### O QUE FAZER
Atualize todos os registros abaixo, substituindo "photo" por "image" e deixando todo o resto inalterado. Reproduza os registros sem incluir as imagens.
──────── REGISTROS DE ENTRADA
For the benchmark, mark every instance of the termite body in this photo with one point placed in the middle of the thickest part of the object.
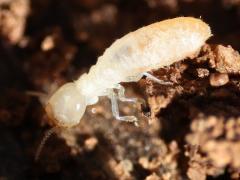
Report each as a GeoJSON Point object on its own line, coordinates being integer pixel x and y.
{"type": "Point", "coordinates": [127, 60]}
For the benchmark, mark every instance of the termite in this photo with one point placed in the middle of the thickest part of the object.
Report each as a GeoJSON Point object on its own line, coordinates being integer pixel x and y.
{"type": "Point", "coordinates": [128, 59]}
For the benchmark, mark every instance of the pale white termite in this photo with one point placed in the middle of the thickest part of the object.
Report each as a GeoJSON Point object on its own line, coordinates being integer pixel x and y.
{"type": "Point", "coordinates": [128, 59]}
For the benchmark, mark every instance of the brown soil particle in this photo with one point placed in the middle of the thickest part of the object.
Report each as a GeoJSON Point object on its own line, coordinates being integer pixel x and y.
{"type": "Point", "coordinates": [13, 15]}
{"type": "Point", "coordinates": [213, 138]}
────────────────
### RESULTADO
For the benchmark, mark every instance of the termite body in this image with one point placed in the middle of the thickest part of the object.
Report each as a GeoJSON Point object on its own line, coordinates being integer pixel x and y.
{"type": "Point", "coordinates": [127, 60]}
For the benchmark, mark every instance of the termite in this image with one point placed in the middle of the thickest part of the object.
Report each as a GeoJSON Point object on its own line, coordinates being integer pixel x and y.
{"type": "Point", "coordinates": [128, 59]}
For the benchmark, mark every instance of the pale white termite in this image with one point placed in the middle of the thickest part of the object.
Report each as a GeoJSON Point object on its own line, coordinates being integer pixel x and y.
{"type": "Point", "coordinates": [128, 59]}
For the benchmark, mark every instance of the brown soil particle in this image with one point placed in the middle of the thickest part of the object.
Report each as a GeoJSON Point object on its own line, coordinates being integer pixel x and y.
{"type": "Point", "coordinates": [13, 15]}
{"type": "Point", "coordinates": [213, 138]}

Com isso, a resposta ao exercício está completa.